### TASK OBJECTIVE
Read through the data, and wherever a line holds the word "gold", write that line out.

Items from a dataset
◇ ◇ ◇ ◇ ◇

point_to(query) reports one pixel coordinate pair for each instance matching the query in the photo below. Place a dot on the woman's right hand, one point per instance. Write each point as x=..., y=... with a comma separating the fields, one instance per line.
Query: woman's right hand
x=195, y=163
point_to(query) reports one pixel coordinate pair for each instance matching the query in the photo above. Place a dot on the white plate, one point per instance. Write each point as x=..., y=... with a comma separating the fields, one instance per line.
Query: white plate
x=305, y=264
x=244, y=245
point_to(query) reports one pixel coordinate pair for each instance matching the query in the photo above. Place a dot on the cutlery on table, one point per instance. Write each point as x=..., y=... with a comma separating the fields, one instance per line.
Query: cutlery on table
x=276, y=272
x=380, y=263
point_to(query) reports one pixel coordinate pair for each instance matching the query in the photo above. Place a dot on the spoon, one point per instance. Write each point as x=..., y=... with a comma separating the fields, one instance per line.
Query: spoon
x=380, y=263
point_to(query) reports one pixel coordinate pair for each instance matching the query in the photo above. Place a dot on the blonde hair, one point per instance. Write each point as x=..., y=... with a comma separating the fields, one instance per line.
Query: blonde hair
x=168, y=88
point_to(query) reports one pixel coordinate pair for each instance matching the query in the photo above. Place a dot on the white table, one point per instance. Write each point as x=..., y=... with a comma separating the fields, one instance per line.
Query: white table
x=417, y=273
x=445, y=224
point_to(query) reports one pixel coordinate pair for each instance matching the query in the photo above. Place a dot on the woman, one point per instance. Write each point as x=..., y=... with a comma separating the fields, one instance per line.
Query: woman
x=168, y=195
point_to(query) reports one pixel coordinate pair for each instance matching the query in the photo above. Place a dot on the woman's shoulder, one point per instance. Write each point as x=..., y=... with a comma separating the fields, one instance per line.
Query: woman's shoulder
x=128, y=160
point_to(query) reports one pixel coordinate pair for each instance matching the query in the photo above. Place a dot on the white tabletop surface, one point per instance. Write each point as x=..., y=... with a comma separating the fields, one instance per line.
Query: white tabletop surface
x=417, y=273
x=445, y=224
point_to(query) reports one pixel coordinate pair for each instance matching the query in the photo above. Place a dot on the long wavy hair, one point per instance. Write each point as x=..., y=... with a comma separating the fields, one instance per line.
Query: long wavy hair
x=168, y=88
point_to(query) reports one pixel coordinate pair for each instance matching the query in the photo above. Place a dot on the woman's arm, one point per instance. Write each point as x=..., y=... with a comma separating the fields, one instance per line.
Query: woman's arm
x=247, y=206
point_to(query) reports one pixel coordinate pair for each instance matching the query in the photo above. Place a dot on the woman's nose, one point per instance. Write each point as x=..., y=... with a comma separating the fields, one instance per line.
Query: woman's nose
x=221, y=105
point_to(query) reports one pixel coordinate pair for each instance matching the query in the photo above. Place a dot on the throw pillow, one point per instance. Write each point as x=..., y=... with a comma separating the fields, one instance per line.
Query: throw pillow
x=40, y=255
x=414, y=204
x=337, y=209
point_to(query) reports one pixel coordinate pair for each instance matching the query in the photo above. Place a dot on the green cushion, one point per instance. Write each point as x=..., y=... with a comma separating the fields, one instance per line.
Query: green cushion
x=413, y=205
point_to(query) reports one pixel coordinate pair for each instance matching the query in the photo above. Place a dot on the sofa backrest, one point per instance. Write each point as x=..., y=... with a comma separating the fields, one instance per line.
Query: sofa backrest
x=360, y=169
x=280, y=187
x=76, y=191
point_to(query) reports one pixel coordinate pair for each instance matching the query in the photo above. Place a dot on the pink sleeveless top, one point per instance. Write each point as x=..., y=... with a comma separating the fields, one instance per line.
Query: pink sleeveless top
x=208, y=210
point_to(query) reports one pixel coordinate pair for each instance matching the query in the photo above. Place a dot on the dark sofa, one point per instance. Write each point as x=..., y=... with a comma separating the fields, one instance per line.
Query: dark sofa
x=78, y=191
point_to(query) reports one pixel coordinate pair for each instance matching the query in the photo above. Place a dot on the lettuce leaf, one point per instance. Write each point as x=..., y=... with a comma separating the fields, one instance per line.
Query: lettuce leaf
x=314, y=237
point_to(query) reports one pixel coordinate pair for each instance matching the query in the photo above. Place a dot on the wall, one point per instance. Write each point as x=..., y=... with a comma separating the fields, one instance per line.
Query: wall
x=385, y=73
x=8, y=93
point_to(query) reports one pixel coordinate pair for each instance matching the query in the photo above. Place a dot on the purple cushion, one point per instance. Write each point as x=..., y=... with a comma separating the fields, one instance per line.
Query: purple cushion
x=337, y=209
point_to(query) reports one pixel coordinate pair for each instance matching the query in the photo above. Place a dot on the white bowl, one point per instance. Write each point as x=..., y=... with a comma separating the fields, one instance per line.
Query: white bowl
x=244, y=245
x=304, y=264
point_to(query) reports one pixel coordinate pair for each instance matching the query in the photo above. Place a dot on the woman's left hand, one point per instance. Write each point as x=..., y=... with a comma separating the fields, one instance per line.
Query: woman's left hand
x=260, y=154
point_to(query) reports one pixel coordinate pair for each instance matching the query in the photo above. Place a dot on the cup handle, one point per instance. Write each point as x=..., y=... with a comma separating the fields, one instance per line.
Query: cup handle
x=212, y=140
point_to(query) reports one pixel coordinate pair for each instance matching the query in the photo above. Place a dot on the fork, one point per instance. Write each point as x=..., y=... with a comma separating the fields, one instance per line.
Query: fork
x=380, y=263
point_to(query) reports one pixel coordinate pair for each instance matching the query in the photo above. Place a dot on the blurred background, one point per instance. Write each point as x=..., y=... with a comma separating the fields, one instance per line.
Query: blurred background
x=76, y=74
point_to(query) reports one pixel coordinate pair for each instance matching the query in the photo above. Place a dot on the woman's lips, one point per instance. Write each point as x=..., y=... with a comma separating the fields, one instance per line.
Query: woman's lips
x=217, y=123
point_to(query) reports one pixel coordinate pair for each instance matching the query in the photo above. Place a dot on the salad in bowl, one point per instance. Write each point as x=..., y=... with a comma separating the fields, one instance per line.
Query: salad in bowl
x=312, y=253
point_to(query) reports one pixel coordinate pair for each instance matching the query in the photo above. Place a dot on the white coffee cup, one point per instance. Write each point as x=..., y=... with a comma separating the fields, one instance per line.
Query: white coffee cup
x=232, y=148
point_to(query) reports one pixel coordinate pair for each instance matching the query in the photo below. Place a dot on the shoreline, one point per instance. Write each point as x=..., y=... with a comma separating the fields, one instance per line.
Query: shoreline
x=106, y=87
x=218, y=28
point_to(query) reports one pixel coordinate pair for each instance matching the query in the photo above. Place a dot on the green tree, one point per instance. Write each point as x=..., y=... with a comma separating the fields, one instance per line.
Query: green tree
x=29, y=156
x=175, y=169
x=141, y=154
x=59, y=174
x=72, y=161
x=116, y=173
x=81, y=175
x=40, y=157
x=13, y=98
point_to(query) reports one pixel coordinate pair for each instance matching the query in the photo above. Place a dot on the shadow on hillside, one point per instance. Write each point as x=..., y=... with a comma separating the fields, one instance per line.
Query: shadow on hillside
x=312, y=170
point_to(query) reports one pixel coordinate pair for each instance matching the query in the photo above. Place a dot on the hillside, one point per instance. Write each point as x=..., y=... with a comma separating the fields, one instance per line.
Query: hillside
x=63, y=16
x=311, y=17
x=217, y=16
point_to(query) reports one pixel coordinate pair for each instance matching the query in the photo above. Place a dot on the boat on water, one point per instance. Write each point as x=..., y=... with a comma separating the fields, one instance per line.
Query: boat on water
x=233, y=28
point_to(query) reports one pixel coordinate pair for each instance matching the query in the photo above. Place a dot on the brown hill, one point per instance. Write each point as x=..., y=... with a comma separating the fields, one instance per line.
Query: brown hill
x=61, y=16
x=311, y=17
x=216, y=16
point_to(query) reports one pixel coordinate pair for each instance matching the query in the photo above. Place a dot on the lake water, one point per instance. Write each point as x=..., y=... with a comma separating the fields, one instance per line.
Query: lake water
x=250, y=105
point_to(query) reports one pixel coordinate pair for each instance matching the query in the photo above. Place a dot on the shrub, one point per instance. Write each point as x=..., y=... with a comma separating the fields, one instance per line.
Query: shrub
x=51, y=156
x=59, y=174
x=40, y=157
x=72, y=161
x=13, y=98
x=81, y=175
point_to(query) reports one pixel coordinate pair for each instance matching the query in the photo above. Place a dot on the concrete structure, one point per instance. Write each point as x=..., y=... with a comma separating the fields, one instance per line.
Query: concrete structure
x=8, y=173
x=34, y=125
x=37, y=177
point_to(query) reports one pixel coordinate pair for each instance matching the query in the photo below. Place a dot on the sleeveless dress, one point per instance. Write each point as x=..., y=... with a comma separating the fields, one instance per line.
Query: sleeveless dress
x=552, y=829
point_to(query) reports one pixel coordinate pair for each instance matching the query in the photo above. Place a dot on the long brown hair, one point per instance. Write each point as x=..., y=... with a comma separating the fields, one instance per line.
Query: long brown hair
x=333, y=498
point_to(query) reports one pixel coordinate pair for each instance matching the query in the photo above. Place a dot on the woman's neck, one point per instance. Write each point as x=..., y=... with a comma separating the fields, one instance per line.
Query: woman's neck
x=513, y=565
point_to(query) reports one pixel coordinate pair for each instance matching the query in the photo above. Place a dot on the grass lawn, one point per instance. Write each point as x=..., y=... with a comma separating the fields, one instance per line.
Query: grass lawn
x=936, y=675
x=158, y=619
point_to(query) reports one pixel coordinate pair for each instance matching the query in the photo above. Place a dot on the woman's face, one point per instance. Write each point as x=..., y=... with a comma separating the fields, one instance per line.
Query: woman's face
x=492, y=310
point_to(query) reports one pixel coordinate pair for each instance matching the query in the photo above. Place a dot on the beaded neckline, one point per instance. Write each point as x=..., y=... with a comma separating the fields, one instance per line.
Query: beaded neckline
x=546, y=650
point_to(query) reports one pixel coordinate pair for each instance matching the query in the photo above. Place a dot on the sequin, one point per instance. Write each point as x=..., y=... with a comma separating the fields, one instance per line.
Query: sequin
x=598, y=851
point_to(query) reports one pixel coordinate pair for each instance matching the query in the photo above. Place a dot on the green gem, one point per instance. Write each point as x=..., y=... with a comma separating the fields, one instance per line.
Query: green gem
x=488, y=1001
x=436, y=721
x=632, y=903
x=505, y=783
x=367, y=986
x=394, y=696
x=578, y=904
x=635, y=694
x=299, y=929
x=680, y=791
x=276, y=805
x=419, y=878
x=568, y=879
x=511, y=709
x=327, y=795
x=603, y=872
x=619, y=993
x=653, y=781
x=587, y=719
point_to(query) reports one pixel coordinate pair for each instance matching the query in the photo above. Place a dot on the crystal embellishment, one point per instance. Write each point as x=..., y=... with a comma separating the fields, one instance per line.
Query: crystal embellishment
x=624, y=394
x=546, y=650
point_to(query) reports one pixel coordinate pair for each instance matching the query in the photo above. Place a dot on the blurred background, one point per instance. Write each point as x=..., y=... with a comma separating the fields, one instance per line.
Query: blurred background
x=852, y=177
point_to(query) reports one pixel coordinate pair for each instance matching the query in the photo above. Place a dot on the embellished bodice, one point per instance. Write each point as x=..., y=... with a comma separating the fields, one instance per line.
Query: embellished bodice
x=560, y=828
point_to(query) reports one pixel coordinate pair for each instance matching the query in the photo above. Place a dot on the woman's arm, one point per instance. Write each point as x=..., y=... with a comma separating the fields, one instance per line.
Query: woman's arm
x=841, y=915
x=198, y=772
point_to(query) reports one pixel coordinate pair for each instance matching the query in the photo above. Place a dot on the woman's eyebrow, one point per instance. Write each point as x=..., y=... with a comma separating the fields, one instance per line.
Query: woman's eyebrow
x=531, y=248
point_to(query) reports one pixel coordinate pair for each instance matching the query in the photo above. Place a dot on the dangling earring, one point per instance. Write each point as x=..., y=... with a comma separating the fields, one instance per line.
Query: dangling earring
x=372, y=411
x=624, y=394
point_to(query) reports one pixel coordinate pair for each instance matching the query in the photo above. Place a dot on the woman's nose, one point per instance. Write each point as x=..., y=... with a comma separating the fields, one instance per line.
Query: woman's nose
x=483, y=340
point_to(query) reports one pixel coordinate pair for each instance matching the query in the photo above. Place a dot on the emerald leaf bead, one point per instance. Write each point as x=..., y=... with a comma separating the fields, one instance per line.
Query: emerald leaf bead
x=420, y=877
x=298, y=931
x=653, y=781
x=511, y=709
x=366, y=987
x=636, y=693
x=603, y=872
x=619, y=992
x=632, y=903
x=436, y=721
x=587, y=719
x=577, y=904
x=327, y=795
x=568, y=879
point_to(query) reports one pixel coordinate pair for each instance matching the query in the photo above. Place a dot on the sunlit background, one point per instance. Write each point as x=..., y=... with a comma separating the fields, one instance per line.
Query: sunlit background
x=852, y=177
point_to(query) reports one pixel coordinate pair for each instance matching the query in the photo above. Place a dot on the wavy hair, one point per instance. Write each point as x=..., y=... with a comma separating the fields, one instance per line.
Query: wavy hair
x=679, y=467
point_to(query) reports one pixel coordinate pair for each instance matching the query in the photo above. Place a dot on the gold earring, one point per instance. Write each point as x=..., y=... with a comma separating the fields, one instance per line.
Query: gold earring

◇ ◇ ◇ ◇ ◇

### EXERCISE RESULT
point_to(query) reports one pixel coordinate pair for each instance matching the query in the photo above. Place a dot on the gold earring, one point per instance. Write each point as x=..., y=... with a comma separating the fields, one instance per line.
Query: gold earring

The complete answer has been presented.